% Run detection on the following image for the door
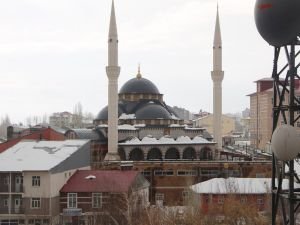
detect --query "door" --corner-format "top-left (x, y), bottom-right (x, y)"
top-left (15, 176), bottom-right (22, 192)
top-left (14, 198), bottom-right (21, 213)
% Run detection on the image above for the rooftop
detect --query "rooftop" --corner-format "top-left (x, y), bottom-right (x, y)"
top-left (0, 140), bottom-right (89, 171)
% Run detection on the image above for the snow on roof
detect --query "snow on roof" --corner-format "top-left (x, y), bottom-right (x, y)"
top-left (193, 136), bottom-right (212, 144)
top-left (190, 177), bottom-right (300, 194)
top-left (120, 135), bottom-right (214, 146)
top-left (159, 136), bottom-right (176, 143)
top-left (0, 140), bottom-right (89, 172)
top-left (169, 124), bottom-right (185, 128)
top-left (118, 124), bottom-right (137, 130)
top-left (134, 124), bottom-right (146, 128)
top-left (176, 136), bottom-right (191, 142)
top-left (119, 113), bottom-right (136, 119)
top-left (171, 114), bottom-right (179, 120)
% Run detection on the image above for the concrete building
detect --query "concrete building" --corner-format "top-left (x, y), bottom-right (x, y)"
top-left (49, 112), bottom-right (74, 128)
top-left (193, 114), bottom-right (236, 138)
top-left (0, 140), bottom-right (90, 225)
top-left (247, 78), bottom-right (300, 150)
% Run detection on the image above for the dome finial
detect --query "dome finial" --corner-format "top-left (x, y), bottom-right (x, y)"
top-left (136, 63), bottom-right (142, 79)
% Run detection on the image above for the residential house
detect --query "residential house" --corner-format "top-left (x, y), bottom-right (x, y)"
top-left (190, 177), bottom-right (300, 221)
top-left (60, 170), bottom-right (150, 225)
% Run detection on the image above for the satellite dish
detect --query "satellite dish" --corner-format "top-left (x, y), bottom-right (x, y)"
top-left (254, 0), bottom-right (300, 46)
top-left (271, 124), bottom-right (300, 161)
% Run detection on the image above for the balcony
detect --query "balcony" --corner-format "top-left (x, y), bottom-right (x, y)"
top-left (0, 207), bottom-right (24, 214)
top-left (0, 185), bottom-right (24, 193)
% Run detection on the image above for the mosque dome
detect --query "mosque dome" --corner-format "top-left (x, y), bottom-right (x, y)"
top-left (119, 75), bottom-right (160, 95)
top-left (135, 103), bottom-right (172, 120)
top-left (95, 105), bottom-right (124, 120)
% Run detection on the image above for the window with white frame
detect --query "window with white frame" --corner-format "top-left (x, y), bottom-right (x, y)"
top-left (155, 193), bottom-right (164, 201)
top-left (31, 198), bottom-right (41, 208)
top-left (92, 193), bottom-right (102, 208)
top-left (67, 193), bottom-right (77, 208)
top-left (154, 170), bottom-right (174, 176)
top-left (32, 176), bottom-right (40, 187)
top-left (177, 170), bottom-right (197, 176)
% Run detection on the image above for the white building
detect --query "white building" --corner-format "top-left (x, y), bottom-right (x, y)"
top-left (0, 140), bottom-right (91, 225)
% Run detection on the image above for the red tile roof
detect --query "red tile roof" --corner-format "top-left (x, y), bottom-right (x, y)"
top-left (60, 170), bottom-right (140, 193)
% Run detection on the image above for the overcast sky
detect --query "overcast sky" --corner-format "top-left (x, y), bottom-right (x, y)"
top-left (0, 0), bottom-right (274, 124)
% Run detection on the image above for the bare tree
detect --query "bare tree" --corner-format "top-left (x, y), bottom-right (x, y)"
top-left (0, 115), bottom-right (11, 138)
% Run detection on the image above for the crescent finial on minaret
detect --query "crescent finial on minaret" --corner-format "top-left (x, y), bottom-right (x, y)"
top-left (137, 63), bottom-right (142, 79)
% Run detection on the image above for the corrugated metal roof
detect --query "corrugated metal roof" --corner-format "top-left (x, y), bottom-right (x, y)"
top-left (60, 170), bottom-right (145, 193)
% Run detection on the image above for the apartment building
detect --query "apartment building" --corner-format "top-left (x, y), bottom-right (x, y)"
top-left (0, 140), bottom-right (91, 225)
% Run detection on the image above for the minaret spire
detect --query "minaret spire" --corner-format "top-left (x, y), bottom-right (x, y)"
top-left (105, 0), bottom-right (121, 161)
top-left (211, 5), bottom-right (224, 154)
top-left (213, 4), bottom-right (222, 71)
top-left (108, 0), bottom-right (118, 67)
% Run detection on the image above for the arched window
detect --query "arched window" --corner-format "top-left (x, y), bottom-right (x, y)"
top-left (129, 148), bottom-right (144, 161)
top-left (147, 148), bottom-right (162, 160)
top-left (200, 147), bottom-right (213, 160)
top-left (165, 148), bottom-right (180, 160)
top-left (183, 147), bottom-right (196, 160)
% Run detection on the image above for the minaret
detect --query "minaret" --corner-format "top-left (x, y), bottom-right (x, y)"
top-left (211, 6), bottom-right (224, 151)
top-left (105, 0), bottom-right (121, 161)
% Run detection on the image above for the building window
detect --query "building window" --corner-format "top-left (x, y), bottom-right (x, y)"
top-left (4, 199), bottom-right (8, 206)
top-left (31, 198), bottom-right (41, 208)
top-left (42, 219), bottom-right (49, 225)
top-left (154, 170), bottom-right (174, 176)
top-left (155, 193), bottom-right (164, 206)
top-left (92, 193), bottom-right (102, 208)
top-left (177, 170), bottom-right (197, 176)
top-left (182, 191), bottom-right (191, 202)
top-left (257, 198), bottom-right (264, 205)
top-left (141, 170), bottom-right (151, 176)
top-left (218, 195), bottom-right (224, 205)
top-left (32, 176), bottom-right (40, 187)
top-left (67, 193), bottom-right (77, 208)
top-left (28, 219), bottom-right (34, 224)
top-left (241, 196), bottom-right (247, 204)
top-left (4, 176), bottom-right (9, 185)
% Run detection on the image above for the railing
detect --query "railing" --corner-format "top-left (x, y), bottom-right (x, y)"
top-left (0, 207), bottom-right (24, 214)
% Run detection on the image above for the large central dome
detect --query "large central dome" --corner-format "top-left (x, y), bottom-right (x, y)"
top-left (119, 76), bottom-right (160, 94)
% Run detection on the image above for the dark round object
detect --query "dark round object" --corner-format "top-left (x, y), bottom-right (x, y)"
top-left (95, 105), bottom-right (124, 120)
top-left (254, 0), bottom-right (300, 46)
top-left (135, 103), bottom-right (172, 120)
top-left (119, 77), bottom-right (160, 94)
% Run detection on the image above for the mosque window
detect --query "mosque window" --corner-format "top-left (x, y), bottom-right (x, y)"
top-left (154, 169), bottom-right (174, 176)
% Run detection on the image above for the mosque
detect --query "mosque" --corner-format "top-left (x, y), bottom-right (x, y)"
top-left (90, 0), bottom-right (223, 162)
top-left (65, 2), bottom-right (272, 206)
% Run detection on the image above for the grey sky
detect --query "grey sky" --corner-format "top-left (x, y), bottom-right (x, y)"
top-left (0, 0), bottom-right (273, 123)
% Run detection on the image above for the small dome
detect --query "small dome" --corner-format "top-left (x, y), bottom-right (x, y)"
top-left (135, 103), bottom-right (172, 120)
top-left (119, 77), bottom-right (160, 94)
top-left (95, 105), bottom-right (124, 120)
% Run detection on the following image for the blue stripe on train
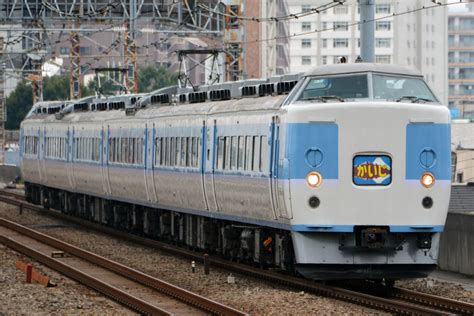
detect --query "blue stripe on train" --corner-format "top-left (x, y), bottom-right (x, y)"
top-left (406, 123), bottom-right (451, 180)
top-left (286, 122), bottom-right (339, 180)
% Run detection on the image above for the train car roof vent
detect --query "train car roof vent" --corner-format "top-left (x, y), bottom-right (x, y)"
top-left (150, 93), bottom-right (170, 105)
top-left (73, 103), bottom-right (88, 111)
top-left (209, 89), bottom-right (231, 101)
top-left (241, 86), bottom-right (257, 97)
top-left (276, 81), bottom-right (298, 95)
top-left (178, 94), bottom-right (188, 103)
top-left (189, 91), bottom-right (207, 103)
top-left (258, 83), bottom-right (275, 96)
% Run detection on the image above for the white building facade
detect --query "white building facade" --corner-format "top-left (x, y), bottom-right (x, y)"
top-left (288, 0), bottom-right (448, 104)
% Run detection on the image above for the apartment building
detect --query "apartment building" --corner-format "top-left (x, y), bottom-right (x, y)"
top-left (288, 0), bottom-right (448, 104)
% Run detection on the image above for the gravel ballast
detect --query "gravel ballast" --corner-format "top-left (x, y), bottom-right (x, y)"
top-left (1, 200), bottom-right (472, 314)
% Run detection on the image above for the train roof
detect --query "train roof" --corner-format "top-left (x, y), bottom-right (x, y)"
top-left (305, 63), bottom-right (422, 78)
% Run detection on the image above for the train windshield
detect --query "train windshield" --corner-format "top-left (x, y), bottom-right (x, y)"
top-left (299, 74), bottom-right (369, 101)
top-left (373, 74), bottom-right (437, 102)
top-left (295, 72), bottom-right (438, 104)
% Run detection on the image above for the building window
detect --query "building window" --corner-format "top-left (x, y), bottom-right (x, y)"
top-left (375, 38), bottom-right (391, 48)
top-left (376, 4), bottom-right (391, 14)
top-left (432, 74), bottom-right (435, 82)
top-left (375, 55), bottom-right (391, 63)
top-left (333, 21), bottom-right (348, 31)
top-left (59, 47), bottom-right (69, 55)
top-left (407, 24), bottom-right (410, 31)
top-left (407, 40), bottom-right (410, 48)
top-left (333, 38), bottom-right (348, 48)
top-left (407, 57), bottom-right (411, 65)
top-left (302, 5), bottom-right (311, 13)
top-left (376, 21), bottom-right (391, 31)
top-left (322, 56), bottom-right (327, 65)
top-left (80, 47), bottom-right (91, 55)
top-left (322, 38), bottom-right (327, 48)
top-left (302, 56), bottom-right (311, 65)
top-left (302, 39), bottom-right (311, 48)
top-left (322, 22), bottom-right (329, 30)
top-left (302, 22), bottom-right (311, 31)
top-left (334, 5), bottom-right (348, 14)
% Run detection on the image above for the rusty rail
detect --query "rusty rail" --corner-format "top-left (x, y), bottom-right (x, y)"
top-left (0, 216), bottom-right (247, 316)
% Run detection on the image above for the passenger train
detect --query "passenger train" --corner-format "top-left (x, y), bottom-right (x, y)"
top-left (20, 63), bottom-right (451, 281)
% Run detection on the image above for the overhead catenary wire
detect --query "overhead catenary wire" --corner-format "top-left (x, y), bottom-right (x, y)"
top-left (196, 0), bottom-right (343, 22)
top-left (208, 0), bottom-right (464, 47)
top-left (40, 0), bottom-right (122, 19)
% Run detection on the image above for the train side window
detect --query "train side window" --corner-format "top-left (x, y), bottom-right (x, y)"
top-left (155, 138), bottom-right (160, 166)
top-left (164, 137), bottom-right (169, 166)
top-left (191, 137), bottom-right (198, 167)
top-left (224, 136), bottom-right (230, 170)
top-left (238, 136), bottom-right (244, 170)
top-left (260, 136), bottom-right (268, 172)
top-left (181, 137), bottom-right (186, 167)
top-left (118, 138), bottom-right (122, 163)
top-left (245, 136), bottom-right (253, 171)
top-left (253, 136), bottom-right (260, 172)
top-left (229, 136), bottom-right (236, 170)
top-left (161, 138), bottom-right (166, 166)
top-left (175, 137), bottom-right (180, 166)
top-left (217, 137), bottom-right (223, 170)
top-left (170, 137), bottom-right (175, 166)
top-left (186, 137), bottom-right (192, 167)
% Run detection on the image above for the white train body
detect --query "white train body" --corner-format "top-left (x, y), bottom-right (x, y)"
top-left (20, 64), bottom-right (451, 280)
----------
▶ **Problem**:
Gather each line from the entries above that includes the word "following".

▶ **Result**:
% Run detection on the following image for the door
% Run detection on the following image for the blue stripe on train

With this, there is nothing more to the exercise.